■ Task description: Gather all lines in the data that hold the string "newel".

■ Data section:

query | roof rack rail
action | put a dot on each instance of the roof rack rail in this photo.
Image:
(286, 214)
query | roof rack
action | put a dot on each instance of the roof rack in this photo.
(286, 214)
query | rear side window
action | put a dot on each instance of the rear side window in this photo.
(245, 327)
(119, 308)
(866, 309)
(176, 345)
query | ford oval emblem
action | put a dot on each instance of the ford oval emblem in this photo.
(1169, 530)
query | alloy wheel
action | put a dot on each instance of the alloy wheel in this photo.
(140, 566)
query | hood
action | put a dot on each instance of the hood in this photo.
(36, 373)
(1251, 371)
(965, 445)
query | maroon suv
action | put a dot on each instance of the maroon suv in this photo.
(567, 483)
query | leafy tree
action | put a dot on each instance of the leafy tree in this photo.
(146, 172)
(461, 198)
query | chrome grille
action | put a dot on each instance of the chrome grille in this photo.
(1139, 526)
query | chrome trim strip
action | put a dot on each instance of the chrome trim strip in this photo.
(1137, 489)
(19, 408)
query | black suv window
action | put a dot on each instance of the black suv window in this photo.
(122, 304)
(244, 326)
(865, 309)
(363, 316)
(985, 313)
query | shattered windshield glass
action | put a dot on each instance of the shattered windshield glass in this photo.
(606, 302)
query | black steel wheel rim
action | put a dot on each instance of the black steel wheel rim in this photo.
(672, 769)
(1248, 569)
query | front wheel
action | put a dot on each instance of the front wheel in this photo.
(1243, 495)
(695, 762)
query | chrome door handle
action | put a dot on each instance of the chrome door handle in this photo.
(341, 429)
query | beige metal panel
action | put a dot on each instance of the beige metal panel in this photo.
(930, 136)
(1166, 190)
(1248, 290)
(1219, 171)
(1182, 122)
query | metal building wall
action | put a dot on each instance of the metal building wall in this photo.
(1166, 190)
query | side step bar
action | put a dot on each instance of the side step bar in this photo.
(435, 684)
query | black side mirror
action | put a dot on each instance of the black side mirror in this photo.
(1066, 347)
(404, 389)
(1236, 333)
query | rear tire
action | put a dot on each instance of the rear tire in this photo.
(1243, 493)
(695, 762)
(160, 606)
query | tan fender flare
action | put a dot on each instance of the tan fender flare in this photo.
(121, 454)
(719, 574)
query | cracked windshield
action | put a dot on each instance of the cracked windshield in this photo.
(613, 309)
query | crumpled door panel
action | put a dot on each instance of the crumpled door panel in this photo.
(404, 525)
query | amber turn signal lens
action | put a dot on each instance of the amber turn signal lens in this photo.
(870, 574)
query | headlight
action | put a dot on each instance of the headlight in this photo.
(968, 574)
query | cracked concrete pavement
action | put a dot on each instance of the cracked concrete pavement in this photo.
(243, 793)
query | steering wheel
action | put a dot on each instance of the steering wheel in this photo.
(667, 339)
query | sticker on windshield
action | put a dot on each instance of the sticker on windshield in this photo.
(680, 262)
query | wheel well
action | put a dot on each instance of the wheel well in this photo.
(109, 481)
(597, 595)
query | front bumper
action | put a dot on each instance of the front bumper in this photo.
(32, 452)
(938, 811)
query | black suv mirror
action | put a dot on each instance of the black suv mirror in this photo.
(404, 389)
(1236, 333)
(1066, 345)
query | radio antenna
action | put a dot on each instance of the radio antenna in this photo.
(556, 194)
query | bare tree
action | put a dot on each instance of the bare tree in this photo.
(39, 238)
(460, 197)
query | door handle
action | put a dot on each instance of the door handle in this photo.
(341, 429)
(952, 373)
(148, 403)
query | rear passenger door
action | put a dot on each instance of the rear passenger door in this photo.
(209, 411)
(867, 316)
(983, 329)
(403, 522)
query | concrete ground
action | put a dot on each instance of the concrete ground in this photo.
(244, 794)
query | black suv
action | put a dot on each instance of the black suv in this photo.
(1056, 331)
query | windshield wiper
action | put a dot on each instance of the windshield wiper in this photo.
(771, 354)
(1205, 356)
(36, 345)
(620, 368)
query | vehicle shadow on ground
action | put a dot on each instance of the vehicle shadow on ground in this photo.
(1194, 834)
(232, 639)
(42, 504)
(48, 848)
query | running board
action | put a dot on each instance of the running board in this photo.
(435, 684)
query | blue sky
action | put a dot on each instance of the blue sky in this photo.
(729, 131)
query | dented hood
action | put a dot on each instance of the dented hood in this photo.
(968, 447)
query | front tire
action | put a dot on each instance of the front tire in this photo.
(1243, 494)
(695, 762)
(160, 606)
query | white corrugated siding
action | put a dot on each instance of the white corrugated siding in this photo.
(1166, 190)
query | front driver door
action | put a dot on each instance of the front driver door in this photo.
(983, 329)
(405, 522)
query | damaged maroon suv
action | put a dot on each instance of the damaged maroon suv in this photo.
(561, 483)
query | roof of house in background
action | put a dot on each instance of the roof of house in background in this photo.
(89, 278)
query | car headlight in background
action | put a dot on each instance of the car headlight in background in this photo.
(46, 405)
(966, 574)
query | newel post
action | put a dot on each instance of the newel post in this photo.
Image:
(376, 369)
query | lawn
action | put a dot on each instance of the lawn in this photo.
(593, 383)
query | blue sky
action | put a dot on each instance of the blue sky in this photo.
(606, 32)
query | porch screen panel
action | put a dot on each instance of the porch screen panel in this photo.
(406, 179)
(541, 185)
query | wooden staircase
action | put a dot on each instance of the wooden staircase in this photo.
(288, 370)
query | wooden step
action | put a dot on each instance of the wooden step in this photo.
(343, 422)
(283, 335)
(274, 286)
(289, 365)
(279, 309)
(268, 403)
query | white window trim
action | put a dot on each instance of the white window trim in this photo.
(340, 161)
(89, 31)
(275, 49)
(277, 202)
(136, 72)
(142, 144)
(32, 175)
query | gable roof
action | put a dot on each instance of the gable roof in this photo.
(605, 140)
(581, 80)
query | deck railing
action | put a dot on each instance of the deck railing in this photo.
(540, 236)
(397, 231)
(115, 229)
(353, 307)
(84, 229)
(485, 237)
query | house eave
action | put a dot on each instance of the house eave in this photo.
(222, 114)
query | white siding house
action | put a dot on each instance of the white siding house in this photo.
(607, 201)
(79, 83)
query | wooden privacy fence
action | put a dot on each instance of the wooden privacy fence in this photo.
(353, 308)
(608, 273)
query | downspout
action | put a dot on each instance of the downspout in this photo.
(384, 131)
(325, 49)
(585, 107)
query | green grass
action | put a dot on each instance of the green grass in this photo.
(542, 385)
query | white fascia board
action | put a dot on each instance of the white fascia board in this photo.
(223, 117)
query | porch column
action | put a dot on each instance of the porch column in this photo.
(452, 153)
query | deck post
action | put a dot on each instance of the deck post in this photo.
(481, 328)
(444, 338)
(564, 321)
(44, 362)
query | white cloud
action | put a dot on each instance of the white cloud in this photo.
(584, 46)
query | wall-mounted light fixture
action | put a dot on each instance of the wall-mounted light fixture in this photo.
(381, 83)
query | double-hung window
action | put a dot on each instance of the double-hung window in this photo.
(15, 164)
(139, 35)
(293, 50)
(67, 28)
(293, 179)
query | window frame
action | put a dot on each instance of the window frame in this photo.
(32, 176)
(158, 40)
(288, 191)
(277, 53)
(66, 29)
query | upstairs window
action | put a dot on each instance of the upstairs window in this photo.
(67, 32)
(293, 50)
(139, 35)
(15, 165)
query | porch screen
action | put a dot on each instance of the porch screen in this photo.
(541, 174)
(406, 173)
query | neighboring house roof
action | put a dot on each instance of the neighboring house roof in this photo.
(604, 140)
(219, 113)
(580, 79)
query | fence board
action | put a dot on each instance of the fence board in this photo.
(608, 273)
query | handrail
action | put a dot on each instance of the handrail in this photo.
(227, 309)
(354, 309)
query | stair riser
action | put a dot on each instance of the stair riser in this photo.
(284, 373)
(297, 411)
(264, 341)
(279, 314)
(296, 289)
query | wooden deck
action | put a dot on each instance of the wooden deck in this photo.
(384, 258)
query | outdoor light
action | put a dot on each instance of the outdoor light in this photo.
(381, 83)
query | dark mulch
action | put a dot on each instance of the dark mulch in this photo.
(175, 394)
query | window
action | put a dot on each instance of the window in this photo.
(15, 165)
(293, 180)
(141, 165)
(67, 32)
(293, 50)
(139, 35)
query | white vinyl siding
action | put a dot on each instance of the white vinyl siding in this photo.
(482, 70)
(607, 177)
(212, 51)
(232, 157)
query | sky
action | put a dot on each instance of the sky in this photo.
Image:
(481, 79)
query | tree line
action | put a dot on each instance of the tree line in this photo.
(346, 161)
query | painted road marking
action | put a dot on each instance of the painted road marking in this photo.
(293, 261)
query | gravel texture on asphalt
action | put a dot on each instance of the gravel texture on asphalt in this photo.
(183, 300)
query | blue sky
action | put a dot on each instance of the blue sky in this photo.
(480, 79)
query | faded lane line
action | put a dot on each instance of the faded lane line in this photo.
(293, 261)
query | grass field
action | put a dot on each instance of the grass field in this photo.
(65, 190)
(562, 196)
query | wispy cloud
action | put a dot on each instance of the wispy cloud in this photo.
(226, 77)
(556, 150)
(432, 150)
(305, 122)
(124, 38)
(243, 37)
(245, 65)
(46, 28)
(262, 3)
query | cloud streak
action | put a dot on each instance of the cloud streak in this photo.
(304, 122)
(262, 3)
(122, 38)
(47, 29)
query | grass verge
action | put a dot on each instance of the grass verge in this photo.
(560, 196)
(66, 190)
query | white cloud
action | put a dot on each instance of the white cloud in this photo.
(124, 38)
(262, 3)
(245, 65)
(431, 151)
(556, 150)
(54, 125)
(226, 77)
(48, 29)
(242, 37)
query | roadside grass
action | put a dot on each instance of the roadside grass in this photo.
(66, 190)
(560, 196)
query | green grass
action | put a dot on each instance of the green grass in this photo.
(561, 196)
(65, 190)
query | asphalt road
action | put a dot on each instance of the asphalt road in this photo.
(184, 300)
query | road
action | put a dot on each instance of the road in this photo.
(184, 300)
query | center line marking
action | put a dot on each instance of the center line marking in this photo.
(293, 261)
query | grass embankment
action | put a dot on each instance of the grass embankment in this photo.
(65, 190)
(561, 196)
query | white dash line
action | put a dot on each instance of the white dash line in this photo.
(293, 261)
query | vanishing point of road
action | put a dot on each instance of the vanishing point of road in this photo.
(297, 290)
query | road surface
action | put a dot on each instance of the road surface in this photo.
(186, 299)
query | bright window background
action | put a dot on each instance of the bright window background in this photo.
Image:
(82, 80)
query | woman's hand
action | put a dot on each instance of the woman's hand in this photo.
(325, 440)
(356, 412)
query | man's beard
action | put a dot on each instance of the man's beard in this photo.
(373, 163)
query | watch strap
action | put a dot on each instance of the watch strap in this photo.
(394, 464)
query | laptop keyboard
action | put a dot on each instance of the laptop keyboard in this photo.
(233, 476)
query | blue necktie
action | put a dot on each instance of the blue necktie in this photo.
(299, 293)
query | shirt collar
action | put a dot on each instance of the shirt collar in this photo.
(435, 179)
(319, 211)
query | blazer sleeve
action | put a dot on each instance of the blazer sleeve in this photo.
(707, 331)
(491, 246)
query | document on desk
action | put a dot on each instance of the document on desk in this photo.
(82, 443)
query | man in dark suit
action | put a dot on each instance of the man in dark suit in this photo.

■ Your response:
query | newel post
action | put a dot on each instance of the newel post in this photo.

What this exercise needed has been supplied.